━━ AUSGEWÄHLTER TEXTAUSZUG

In Hamburg hat sich die W3_Werkstatt zur Aufgabe gemacht, ein Bewusstsein für fortbestehende rassistische Denkweisen zu wecken. Tejan Lamboi* und Viktoria Hellfeier* über Stadtrundgänge, koloniale Hierarchien in der Entwicklungszusammenarbeit und lebenslanges (Ver-)Lernen.

Von Gastbeiträge Politik am
(De)Koloniales Hamburg – ein kritischer Kartierungsversuch, 20. Januar 2024 in der W3_ Werkstatt

(De)Koloniales Hamburg – ein kritischer Kartierungsversuch, 20. Januar 2024 in der W3_Werkstatt

Der Kolonialismus hat als weltumspannendes Herrschaftssystem, basierend auf einer rassistischen Ideologie, jahrhundertelang Menschen aufgrund ihres Aussehens oder ihrer Herkunft versklavt, getötet und entmenschlicht. Dieses System wirkt bis heute fort: Insbesondere Hamburg als Handelsmetropole, die sich als „Tor zur Welt“ bezeichnet, war intensiv in den kolonialen Handel verstrickt. Die Stadt profitiert bis heute von ungleichen globalen Handelsbeziehungen und Ausbeutungsverhältnissen. Noch immer zeugen unzählige Denkmäler, Gebäude und Straßennamen von dieser Verstrickung. Auch wissenschaftliche und kulturelle Einrichtungen sind mehrheitlich weiß besetzt und ein eurozentristischer Wissenskanon setzt koloniale Denkmuster und ungleiche Machtverhältnisse fort. Nach wie vor fehlt es dafür an öffentlichem Bewusstsein. Eine Auseinandersetzung mit den historischen Ursachen und den fortwirkenden Folgen des Kolonialismus ist jedoch notwendig, um globale und gesellschaftliche Ungleichheit und Rassismus zu bekämpfen.

━━━━
━━ DATENAUSZUG

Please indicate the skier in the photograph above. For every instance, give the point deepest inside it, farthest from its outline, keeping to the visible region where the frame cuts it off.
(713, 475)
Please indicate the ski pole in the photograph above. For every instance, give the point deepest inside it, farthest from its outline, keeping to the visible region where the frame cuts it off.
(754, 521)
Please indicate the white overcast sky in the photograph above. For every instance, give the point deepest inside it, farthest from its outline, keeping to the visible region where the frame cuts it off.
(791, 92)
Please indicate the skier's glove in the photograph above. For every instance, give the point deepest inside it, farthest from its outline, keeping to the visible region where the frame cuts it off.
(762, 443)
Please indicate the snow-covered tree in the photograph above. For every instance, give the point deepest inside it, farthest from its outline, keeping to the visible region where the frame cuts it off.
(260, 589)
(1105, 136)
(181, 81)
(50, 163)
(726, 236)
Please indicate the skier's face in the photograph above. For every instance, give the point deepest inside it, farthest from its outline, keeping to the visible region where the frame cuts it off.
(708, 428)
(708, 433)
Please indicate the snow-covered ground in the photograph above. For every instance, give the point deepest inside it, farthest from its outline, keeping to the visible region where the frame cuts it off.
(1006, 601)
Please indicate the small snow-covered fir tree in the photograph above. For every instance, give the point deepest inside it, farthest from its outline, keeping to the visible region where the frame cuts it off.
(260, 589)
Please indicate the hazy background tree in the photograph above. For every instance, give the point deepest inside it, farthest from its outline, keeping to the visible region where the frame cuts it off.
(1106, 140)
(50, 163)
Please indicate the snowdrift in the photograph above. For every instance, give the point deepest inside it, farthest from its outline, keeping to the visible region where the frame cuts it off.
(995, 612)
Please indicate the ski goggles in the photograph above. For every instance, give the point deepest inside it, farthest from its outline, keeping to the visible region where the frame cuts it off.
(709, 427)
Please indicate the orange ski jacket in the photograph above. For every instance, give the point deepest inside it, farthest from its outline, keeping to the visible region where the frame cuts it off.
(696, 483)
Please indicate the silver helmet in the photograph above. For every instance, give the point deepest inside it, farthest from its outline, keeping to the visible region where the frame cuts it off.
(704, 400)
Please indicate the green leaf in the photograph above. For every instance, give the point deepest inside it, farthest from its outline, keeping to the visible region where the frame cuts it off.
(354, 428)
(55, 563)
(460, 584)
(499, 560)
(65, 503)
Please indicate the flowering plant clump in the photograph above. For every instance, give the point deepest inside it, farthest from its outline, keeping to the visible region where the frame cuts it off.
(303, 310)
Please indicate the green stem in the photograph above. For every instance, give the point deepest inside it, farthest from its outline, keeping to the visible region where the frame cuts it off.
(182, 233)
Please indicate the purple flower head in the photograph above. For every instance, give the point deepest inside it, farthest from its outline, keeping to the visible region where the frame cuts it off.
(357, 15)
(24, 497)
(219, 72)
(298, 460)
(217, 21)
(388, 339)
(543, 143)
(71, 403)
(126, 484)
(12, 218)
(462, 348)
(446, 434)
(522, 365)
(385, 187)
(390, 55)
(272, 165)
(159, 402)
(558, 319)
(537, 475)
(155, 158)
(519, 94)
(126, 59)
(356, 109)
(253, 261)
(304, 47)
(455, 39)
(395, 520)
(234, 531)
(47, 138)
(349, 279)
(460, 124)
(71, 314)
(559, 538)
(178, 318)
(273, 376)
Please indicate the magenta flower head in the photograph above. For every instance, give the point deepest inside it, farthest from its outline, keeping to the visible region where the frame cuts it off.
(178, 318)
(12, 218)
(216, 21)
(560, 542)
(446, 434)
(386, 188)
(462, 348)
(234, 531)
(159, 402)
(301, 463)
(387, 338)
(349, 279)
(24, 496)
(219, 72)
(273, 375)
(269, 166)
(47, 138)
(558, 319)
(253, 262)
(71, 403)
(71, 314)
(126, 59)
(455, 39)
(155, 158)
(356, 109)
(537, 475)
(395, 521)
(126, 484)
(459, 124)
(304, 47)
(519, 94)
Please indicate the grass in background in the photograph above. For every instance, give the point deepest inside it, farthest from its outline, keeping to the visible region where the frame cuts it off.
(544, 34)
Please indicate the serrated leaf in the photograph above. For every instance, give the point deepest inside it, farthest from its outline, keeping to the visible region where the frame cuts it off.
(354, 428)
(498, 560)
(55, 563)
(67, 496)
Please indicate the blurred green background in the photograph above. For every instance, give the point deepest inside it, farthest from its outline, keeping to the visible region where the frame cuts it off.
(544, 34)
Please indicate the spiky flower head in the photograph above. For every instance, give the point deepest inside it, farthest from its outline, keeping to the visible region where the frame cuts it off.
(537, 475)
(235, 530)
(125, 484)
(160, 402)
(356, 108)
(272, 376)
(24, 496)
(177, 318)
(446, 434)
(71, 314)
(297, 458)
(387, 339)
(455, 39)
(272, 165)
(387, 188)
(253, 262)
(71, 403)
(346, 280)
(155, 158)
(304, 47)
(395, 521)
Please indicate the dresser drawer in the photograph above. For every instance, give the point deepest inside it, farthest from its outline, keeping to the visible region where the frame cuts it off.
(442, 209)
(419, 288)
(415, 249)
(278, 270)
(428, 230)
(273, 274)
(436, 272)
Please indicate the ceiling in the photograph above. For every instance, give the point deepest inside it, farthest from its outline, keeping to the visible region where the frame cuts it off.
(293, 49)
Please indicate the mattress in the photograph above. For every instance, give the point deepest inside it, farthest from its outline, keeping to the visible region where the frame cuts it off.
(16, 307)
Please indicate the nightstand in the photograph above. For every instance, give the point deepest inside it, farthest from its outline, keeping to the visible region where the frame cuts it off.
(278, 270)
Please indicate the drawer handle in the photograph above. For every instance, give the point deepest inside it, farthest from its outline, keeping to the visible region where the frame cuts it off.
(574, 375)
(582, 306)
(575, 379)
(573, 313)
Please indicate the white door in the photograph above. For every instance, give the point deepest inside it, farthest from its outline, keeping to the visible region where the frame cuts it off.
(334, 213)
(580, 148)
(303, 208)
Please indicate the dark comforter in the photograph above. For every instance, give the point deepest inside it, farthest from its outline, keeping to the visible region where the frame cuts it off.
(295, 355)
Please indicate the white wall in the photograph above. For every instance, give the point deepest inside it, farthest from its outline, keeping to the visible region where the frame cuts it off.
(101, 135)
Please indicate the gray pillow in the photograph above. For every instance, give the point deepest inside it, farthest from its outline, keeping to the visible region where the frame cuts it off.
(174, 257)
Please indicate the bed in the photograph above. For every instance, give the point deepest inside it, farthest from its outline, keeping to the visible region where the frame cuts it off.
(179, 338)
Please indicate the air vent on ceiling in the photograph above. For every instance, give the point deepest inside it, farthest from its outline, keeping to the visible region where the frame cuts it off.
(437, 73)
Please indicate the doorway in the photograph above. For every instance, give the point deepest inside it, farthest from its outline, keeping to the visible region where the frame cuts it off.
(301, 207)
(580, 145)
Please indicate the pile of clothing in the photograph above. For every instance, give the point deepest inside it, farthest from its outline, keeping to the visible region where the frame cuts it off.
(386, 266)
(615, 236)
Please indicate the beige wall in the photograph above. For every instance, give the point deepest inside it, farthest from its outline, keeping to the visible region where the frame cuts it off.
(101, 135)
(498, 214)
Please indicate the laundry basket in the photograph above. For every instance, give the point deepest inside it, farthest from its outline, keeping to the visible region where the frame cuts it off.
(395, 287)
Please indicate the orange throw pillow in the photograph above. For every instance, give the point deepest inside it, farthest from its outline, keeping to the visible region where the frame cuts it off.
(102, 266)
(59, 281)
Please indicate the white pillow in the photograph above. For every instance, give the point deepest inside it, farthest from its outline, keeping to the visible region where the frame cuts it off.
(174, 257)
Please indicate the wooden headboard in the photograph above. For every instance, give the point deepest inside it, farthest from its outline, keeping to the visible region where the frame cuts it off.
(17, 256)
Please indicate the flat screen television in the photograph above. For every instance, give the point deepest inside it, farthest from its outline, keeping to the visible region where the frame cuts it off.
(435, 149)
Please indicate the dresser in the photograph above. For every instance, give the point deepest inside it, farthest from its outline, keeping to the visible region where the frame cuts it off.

━━━━

Geben Sie den Textauszug über das koloniale Erbe Hamburgs vollständig und Wort für Wort wieder.

ERGEBNIS.
In Hamburg hat sich die W3_Werkstatt zur Aufgabe gemacht, ein Bewusstsein für fortbestehende rassistische Denkweisen zu wecken. Tejan Lamboi* und Viktoria Hellfeier* über Stadtrundgänge, koloniale Hierarchien in der Entwicklungszusammenarbeit und lebenslanges (Ver-)Lernen.

Von Gastbeiträge Politik am
(De)Koloniales Hamburg – ein kritischer Kartierungsversuch, 20. Januar 2024 in der W3_ Werkstatt

(De)Koloniales Hamburg – ein kritischer Kartierungsversuch, 20. Januar 2024 in der W3_Werkstatt

Der Kolonialismus hat als weltumspannendes Herrschaftssystem, basierend auf einer rassistischen Ideologie, jahrhundertelang Menschen aufgrund ihres Aussehens oder ihrer Herkunft versklavt, getötet und entmenschlicht. Dieses System wirkt bis heute fort: Insbesondere Hamburg als Handelsmetropole, die sich als „Tor zur Welt“ bezeichnet, war intensiv in den kolonialen Handel verstrickt. Die Stadt profitiert bis heute von ungleichen globalen Handelsbeziehungen und Ausbeutungsverhältnissen. Noch immer zeugen unzählige Denkmäler, Gebäude und Straßennamen von dieser Verstrickung. Auch wissenschaftliche und kulturelle Einrichtungen sind mehrheitlich weiß besetzt und ein eurozentristischer Wissenskanon setzt koloniale Denkmuster und ungleiche Machtverhältnisse fort. Nach wie vor fehlt es dafür an öffentlichem Bewusstsein. Eine Auseinandersetzung mit den historischen Ursachen und den fortwirkenden Folgen des Kolonialismus ist jedoch notwendig, um globale und gesellschaftliche Ungleichheit und Rassismus zu bekämpfen.